## PROBLEM
Rewrite the records starting with the line that contains "For every instance of the brown murky" and going on through the end of the records, requests included. Raise every coordinate in the answers by 110, leaving the requests and their format samples untouched.

Source data
***

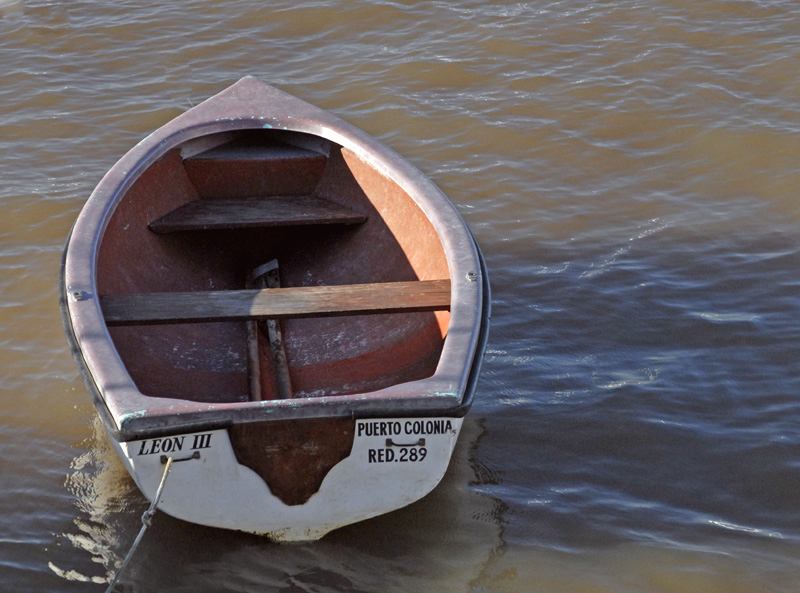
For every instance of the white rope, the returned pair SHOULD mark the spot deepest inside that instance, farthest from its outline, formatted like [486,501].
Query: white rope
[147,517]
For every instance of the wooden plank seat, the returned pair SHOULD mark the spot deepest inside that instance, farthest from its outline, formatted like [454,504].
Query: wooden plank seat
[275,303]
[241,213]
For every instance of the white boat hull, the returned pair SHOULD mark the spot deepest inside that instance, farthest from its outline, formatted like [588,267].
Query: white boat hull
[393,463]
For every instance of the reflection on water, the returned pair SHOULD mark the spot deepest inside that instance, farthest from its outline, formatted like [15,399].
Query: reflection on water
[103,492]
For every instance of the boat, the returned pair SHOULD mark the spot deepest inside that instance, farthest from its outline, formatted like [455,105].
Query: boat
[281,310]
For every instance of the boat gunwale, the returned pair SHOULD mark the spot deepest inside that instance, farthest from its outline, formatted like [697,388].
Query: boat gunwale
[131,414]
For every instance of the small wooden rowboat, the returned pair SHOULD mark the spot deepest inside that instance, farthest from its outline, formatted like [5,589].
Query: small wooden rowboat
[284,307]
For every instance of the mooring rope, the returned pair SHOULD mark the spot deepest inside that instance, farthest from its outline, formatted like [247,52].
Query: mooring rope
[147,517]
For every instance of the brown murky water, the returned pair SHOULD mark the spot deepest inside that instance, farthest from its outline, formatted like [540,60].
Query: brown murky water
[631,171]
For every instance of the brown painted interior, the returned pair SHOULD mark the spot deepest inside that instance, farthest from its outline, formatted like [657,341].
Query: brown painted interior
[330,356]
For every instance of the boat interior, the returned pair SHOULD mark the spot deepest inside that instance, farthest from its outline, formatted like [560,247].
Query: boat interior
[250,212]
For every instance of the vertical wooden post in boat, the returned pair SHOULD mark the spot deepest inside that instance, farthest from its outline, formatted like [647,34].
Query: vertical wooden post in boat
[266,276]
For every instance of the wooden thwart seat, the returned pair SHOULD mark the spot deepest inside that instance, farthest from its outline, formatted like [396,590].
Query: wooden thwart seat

***

## EXERCISE RESPONSE
For every instance of the brown murky water, the returned pair SHOULD mark the spot deepest inside that instance, farthest from its outline, formatted like [540,60].
Query: brown murky water
[741,281]
For every instance of the brown painted interior, the returned pair SHOULD mark the spot deepest inside that instance, farthest from its outline, formatted like [657,341].
Query: brown painted interior
[440,466]
For every instance of the boat interior, the returned pair SHOULD mark the spot deepest inside that instance, farthest from its outline, formatted like [560,247].
Query: boat interior
[360,322]
For every instance of the vertical wooden post in boat, the returned pair SHOULD mark the spot deepest inside that instance, farthest from its outline, formatted like [647,34].
Query: vertical wooden post in boat
[376,386]
For every instance of the wooden thwart seat, the returned pair SHOULD mark the spot deepest inside that instance, farthest from its outline, formatted like [396,590].
Query: wooden thwart seat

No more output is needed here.